Work to do ▸
Convert the lines from the first line of the rows through the line containing "Please outline every instance of the rocky ground.", inclusive, into a Markdown table with columns No. and Line, numbering each line in order and leaving out blank lines.
□ □ □
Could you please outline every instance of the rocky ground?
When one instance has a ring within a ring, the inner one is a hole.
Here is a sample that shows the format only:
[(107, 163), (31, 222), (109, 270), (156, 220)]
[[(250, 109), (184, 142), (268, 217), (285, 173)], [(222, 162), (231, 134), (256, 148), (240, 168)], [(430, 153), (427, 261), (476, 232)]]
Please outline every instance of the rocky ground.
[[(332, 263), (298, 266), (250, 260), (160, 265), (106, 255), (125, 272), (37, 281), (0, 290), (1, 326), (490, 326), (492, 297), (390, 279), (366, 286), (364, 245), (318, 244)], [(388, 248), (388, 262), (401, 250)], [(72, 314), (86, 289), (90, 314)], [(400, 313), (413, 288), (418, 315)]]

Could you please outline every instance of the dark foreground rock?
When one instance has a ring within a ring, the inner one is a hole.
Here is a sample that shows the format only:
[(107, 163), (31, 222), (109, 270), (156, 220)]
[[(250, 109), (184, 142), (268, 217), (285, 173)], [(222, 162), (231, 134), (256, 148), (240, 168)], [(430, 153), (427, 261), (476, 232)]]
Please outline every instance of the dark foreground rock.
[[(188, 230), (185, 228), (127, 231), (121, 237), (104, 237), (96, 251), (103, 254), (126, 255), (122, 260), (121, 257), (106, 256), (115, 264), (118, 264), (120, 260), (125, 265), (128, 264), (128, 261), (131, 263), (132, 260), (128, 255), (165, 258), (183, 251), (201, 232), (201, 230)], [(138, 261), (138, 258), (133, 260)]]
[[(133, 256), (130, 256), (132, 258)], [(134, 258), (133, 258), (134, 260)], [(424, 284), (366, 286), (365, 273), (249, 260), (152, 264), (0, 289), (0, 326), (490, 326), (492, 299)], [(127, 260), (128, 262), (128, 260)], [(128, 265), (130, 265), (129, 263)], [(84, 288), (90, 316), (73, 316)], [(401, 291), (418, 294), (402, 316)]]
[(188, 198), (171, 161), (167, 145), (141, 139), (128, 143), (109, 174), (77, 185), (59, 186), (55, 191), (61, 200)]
□ □ □
Complete output ▸
| No. | Line |
|---|---|
| 1 | Could you please outline every instance of the rocky ground? |
| 2 | When one instance has a ring within a ring, the inner one is a hole. |
| 3 | Here is a sample that shows the format only: |
| 4 | [(107, 163), (31, 222), (109, 270), (156, 220)] |
| 5 | [[(250, 109), (184, 142), (268, 217), (285, 173)], [(222, 162), (231, 134), (256, 148), (240, 168)], [(430, 153), (427, 261), (476, 232)]] |
| 6 | Please outline every instance of the rocky ground. |